::: 演習用データ
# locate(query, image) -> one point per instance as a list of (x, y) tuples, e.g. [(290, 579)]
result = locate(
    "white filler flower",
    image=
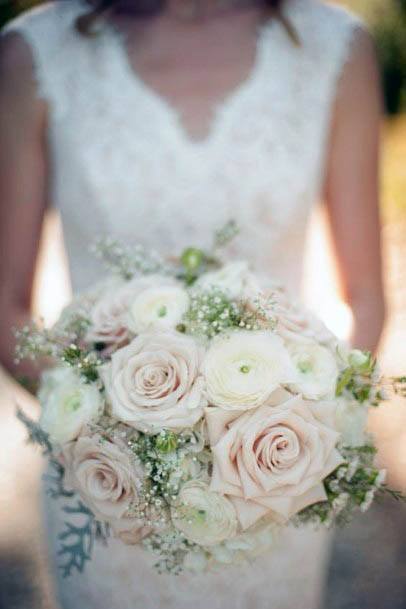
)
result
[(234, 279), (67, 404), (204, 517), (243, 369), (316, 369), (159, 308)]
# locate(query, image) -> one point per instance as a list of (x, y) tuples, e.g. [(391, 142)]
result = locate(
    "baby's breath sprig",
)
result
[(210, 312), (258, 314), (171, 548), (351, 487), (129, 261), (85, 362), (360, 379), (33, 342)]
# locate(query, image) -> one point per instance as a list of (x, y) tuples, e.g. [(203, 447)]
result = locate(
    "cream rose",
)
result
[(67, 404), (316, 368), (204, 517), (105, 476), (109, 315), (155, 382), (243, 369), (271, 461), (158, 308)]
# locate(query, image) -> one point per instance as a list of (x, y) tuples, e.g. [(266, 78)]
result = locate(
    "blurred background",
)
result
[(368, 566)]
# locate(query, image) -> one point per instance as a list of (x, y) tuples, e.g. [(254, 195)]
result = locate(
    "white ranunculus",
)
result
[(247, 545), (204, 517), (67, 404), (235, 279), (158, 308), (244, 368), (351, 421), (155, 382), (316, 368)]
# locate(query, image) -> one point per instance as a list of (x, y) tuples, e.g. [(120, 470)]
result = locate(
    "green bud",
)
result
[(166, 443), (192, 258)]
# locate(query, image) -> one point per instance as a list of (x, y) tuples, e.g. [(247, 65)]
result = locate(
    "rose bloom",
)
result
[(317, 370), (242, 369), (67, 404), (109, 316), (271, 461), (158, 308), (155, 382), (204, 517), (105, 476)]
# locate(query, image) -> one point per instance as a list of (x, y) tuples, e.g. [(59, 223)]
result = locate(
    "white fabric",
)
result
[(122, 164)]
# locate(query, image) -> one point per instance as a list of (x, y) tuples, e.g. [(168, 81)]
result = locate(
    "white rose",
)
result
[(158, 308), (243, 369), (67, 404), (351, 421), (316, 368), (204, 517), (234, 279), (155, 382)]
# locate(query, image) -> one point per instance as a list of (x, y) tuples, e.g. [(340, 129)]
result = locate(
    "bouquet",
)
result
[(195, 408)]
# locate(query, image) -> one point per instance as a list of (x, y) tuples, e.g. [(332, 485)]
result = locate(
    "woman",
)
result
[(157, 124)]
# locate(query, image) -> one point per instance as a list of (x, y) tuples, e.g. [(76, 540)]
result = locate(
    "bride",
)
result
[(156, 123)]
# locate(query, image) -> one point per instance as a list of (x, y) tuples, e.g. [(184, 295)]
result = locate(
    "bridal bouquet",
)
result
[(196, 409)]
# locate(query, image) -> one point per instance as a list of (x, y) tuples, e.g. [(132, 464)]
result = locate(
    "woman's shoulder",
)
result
::::::
::: 演習用データ
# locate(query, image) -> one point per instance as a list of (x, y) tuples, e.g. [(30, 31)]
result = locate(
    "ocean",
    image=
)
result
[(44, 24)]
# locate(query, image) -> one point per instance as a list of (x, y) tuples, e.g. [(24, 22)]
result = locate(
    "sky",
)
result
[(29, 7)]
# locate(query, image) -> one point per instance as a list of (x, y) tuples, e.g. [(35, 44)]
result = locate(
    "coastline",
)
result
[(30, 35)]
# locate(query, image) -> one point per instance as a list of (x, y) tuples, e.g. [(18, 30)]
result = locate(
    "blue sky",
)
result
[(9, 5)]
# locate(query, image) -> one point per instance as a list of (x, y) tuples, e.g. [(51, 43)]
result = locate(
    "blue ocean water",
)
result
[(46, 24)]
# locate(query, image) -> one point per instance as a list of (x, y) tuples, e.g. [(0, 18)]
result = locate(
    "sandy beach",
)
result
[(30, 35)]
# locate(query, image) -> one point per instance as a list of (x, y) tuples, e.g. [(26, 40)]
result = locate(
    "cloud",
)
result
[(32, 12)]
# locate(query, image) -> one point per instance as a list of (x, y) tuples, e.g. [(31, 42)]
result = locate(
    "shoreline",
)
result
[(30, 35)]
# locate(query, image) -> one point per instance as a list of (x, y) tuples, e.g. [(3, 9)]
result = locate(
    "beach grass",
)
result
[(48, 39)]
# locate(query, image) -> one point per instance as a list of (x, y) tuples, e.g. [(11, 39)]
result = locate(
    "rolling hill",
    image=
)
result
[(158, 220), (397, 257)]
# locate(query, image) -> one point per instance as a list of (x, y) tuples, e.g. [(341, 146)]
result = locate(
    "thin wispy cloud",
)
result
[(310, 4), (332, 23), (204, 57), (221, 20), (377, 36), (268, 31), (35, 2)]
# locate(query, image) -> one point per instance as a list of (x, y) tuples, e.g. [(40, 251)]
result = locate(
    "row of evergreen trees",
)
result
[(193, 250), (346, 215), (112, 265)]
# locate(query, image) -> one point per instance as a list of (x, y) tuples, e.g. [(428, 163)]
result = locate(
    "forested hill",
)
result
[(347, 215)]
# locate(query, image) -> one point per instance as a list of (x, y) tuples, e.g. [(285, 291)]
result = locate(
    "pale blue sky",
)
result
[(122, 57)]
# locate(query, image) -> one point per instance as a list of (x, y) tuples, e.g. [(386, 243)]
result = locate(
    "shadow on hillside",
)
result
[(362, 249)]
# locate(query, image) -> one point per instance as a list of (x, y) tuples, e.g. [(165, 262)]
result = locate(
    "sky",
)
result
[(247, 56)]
::::::
::: 演習用データ
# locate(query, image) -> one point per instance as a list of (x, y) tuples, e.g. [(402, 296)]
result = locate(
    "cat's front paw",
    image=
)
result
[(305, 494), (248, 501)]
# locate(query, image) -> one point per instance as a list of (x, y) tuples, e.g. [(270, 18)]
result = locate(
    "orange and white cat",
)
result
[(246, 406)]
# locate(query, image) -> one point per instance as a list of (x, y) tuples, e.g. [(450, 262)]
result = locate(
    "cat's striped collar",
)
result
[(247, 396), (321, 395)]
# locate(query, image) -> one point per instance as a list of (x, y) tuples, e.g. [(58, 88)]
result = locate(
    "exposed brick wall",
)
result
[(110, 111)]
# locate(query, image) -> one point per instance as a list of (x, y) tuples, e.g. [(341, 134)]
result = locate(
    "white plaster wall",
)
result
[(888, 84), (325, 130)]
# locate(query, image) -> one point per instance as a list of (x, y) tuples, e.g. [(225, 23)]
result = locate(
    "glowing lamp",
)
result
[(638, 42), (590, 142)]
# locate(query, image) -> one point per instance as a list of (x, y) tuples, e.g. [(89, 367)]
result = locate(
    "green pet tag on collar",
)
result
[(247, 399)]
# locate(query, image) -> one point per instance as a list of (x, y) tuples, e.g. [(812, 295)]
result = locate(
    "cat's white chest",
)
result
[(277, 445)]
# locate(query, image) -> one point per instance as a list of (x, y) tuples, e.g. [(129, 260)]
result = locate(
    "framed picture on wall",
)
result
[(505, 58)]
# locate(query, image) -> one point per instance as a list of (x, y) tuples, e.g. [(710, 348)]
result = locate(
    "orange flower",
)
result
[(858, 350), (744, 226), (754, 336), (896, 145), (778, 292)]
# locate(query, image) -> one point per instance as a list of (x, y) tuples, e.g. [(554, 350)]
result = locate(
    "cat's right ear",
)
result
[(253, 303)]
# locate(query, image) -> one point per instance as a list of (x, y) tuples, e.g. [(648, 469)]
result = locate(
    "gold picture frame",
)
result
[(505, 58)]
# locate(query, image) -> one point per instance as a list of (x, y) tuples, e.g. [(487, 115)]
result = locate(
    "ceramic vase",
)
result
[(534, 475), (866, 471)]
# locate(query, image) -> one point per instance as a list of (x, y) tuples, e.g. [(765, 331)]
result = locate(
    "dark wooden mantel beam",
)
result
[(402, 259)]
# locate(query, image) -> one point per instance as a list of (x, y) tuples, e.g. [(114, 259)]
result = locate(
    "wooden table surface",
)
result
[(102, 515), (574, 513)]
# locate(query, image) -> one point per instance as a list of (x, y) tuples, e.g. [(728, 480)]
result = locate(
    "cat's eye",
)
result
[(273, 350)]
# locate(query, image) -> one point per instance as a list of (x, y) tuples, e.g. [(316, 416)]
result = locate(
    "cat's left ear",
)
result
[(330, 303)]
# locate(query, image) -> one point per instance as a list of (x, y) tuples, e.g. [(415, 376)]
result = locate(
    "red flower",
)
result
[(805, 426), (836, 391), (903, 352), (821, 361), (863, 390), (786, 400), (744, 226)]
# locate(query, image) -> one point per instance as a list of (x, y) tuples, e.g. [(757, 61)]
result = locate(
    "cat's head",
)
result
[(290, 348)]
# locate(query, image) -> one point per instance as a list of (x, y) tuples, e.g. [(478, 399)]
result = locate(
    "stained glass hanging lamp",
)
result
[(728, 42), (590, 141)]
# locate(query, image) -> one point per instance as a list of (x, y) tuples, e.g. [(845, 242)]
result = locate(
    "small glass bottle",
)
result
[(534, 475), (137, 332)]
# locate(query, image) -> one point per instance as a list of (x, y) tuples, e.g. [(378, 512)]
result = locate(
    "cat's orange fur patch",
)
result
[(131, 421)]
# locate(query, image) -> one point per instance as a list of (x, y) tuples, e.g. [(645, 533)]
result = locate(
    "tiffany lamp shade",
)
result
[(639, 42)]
::::::
• **作業内容**: 資料のうち、"e.g. [(316, 416)]"を含む行から始めて"[(534, 475), (137, 332)]"を含む行までを、両端の行も含めてすべて書き出してください。その際、#で始まるコメント行の座標はそのままにし、それ以外の行にある座標の数値すべてに35を加えてずらしてください。

• **回答**:
# locate(query, image) -> one point per instance as a list of (x, y) tuples, e.g. [(316, 416)]
result = locate(
    "cat's left ear",
)
result
[(365, 338)]
# locate(query, image) -> one point per instance as a list of (x, y) tuples, e.g. [(415, 376)]
result = locate(
    "red flower",
)
result
[(840, 461), (871, 426), (938, 387), (856, 396), (898, 425), (821, 435), (779, 261)]
# locate(query, image) -> one point per instance as a list of (x, y) tuples, e.g. [(757, 61)]
result = locate(
    "cat's head",
)
result
[(325, 383)]
# locate(query, image) -> one point per instance as a list of (x, y) tuples, e.g. [(478, 399)]
result = locate(
    "stained glass hanging lamp",
)
result
[(763, 77), (625, 176)]
# locate(query, image) -> one point per instance as a list of (x, y) tuples, e.g. [(845, 242)]
result = locate(
    "small glass bottle",
)
result
[(569, 510), (172, 367)]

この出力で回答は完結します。